Data for analysis |
+===+

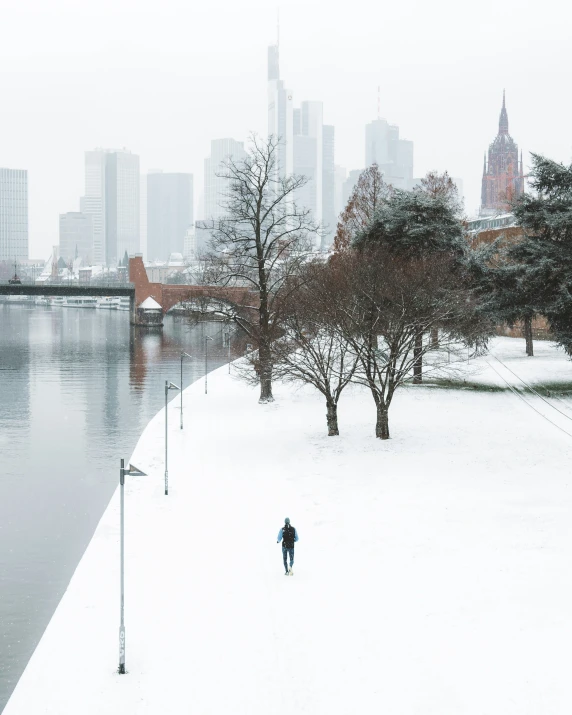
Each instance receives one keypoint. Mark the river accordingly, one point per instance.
(77, 388)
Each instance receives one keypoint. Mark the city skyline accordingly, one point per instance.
(443, 96)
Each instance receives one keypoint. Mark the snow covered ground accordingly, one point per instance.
(432, 575)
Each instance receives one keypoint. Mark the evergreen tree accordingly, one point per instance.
(543, 259)
(419, 224)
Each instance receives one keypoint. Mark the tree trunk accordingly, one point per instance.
(418, 359)
(528, 335)
(382, 424)
(265, 359)
(332, 418)
(434, 338)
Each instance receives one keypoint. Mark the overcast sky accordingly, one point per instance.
(164, 78)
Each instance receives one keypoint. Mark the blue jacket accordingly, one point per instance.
(280, 537)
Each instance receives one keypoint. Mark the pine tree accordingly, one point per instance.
(542, 271)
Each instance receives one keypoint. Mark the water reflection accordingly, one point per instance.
(77, 388)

+===+

What you have to do | Retype exactly, and only, the lines that run from the one with "Each instance receives one keypoint. Mark the snow" through the final line of the entries.

Written response |
Each instance receives one keypoint. Mark the snow covered ground accordingly, one point per instance.
(432, 575)
Each instance receives one keypoint. Mark the evergreen tree accordingly, one point per instance.
(543, 259)
(419, 224)
Each instance receives one keypoint. Mark the tree trunk accordingly, one point per instance.
(418, 359)
(528, 335)
(382, 424)
(265, 359)
(332, 418)
(434, 338)
Each instance receives one keypoint. Mark the overcast sky accordingly, one point per instance.
(164, 78)
Each instance receives one keypoint. Mark the blue jacket accordingly, one point per instance.
(280, 537)
Each instance receives one keypoint. Mark the pine tree accordingly, one point per instance.
(542, 271)
Each instance receives one keypoint. Mark the water reflection accordingly, one point per instance.
(77, 388)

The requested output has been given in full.